Start of Document excerpt

# Best holding blind for your buck



## Mark S (Jan 2, 2019)

Recommendations?

Thanks,
Mark


----------



## Tobias (Aug 31, 2015)

One his antlers can't shred?🦌🦌🤔😬


----------



## Mark S (Jan 2, 2019)

Tobias said:


> One his antlers can't shred?🦌🦌🤔😬


Hehe!


----------



## Windjammer (May 29, 2014)

Mark S said:


> Recommendations?
> 
> Thanks,
> Mark



Mark,
I have both the Magee and the Zinger blinds. 

Zinger: very light weight, and I think the "panels" that fold down are a nice touch. It lacks some durability, but that is the trade-off for the physical weight.

Magee: very strong, the radio pouch is a great feature (radio, winger transmitter), and the stakes are very strong. Only downside is it is heavy.

End of Document excerpt
Start of Data provided

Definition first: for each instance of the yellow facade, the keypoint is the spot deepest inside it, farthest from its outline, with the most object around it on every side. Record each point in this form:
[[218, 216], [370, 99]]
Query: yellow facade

End of Data provided

Complete the following
1 - In the holding blind thread, revise the passage from "Zinger: very light" to "the physical weight." so that "sturdiness" takes the place of "durability".
2 - In the holding blind thread, what is the one downside Windjammer names for the Magee blind?
3 - Pick up the holding blind thread after its last post and write what comes next.

The results
1 -
Zinger: very light weight, and I think the "panels" that fold down are a nice touch. It lacks some sturdiness, but that is the trade-off for the physical weight.

2 - It is heavy.

3 -
----------



## Mark S (Jan 2, 2019)

Windjammer said:


> Mark,
> I have both the Magee and the Zinger blinds.
> 
> Zinger: very light weight, and I think the "panels" that fold down are a nice touch. It lacks some durability, but that is the trade-off for the physical weight.
> ...


Perfect thanks. I will go with Magee. Dont really care about the weight.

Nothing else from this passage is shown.